* **Task to carry out**
Beginning with the first entry, set down each one exactly as shown.

Saved entries
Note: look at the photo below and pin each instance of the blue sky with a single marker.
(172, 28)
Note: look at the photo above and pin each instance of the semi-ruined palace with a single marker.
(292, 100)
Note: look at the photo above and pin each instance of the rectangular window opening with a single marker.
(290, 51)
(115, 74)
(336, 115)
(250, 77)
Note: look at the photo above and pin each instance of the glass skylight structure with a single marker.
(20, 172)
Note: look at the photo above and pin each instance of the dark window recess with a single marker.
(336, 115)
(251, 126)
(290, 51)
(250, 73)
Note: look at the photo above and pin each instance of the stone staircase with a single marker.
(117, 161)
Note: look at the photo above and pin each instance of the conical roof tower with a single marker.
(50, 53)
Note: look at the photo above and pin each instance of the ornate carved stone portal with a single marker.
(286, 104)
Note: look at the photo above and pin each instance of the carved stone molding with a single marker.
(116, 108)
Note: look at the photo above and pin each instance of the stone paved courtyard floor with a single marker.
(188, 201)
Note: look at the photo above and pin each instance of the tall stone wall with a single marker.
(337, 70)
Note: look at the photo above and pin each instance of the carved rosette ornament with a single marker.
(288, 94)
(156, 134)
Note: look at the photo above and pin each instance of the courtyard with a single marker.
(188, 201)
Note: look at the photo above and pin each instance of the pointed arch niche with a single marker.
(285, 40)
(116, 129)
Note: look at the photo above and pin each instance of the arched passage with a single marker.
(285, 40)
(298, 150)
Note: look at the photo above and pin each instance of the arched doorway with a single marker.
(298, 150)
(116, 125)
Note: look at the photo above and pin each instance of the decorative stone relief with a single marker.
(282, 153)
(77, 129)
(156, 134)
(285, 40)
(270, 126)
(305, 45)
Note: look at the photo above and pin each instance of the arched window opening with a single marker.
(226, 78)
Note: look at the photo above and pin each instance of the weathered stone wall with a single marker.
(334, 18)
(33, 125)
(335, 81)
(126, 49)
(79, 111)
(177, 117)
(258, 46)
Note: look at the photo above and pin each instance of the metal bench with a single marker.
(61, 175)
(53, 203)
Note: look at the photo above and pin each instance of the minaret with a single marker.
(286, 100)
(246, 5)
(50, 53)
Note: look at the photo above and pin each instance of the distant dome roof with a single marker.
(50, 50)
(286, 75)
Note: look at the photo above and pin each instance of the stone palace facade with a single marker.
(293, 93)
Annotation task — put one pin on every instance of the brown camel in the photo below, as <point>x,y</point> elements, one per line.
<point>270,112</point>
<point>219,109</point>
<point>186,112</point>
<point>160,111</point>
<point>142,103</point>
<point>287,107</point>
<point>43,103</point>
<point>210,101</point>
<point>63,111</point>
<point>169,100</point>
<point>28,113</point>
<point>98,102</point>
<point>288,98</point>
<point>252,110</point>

* **Output for this exercise**
Note: look at the photo below and pin each instance of the blue sky with a single marker.
(172, 28)
Note: look at the photo above and pin each instance of the semi-ruined palace with a single marker.
(292, 100)
Note: look at the photo above and pin each instance of the rectangular window opening with a single marker.
(290, 51)
(115, 74)
(336, 115)
(250, 77)
Note: look at the photo above and pin each instance of the glass skylight structure with a single marker.
(20, 172)
Note: look at the photo above and pin each instance of the dark window recess with a single marker.
(336, 115)
(251, 126)
(290, 51)
(250, 73)
Note: look at the photo above and pin each instance of the stone staircase with a single marker.
(117, 161)
Note: look at the photo above and pin each instance of the conical roof tower with a single marker.
(50, 53)
Note: look at the photo above and pin each instance of the ornate carved stone portal with a single marker.
(286, 104)
Note: look at the photo above and pin each instance of the carved stone molding with a single marker.
(116, 108)
Note: look at the photo above and pin each instance of the stone paved courtyard floor with a single marker.
(188, 201)
Note: look at the photo above and pin each instance of the tall stone wall with a single marker.
(337, 70)
Note: look at the photo above and pin each instance of the carved rosette ornament with a single marker.
(288, 94)
(156, 134)
Note: look at the photo above and pin each instance of the courtyard with a single marker.
(188, 201)
Note: look at the photo above and pin each instance of the pointed arch niche with a single marker.
(285, 40)
(116, 129)
Note: look at the photo above and pin each instance of the arched passage with a single marker.
(285, 40)
(298, 150)
Note: look at the photo above and pin each instance of the arched doorway with a single marker.
(298, 150)
(116, 125)
Note: look at the photo above and pin each instance of the decorative stone relief with a single marker.
(282, 153)
(77, 129)
(156, 134)
(285, 40)
(270, 126)
(305, 45)
Note: look at the photo above and pin each instance of the arched window opening with a single marker.
(226, 78)
Note: look at the photo above and pin each instance of the weathered stone wall with a single marker.
(334, 18)
(33, 125)
(335, 81)
(126, 49)
(79, 111)
(177, 117)
(258, 46)
Note: look at the photo above and pin each instance of the metal bench with a single marker.
(61, 175)
(53, 203)
Note: look at the photo above and pin each instance of the minaret with a single marker.
(286, 100)
(246, 5)
(50, 53)
Note: look at the photo above and pin each instance of the distant dome roof with a single marker.
(50, 50)
(286, 75)
Note: look at the photo above and pin each instance of the stone palace facade with a single marker.
(293, 93)
Annotation task — put one pin on every instance of the brown camel in the photo below, as <point>x,y</point> elements, one per line.
<point>270,112</point>
<point>219,109</point>
<point>186,112</point>
<point>160,111</point>
<point>142,103</point>
<point>287,107</point>
<point>43,103</point>
<point>210,101</point>
<point>63,111</point>
<point>169,100</point>
<point>28,113</point>
<point>98,102</point>
<point>288,98</point>
<point>252,110</point>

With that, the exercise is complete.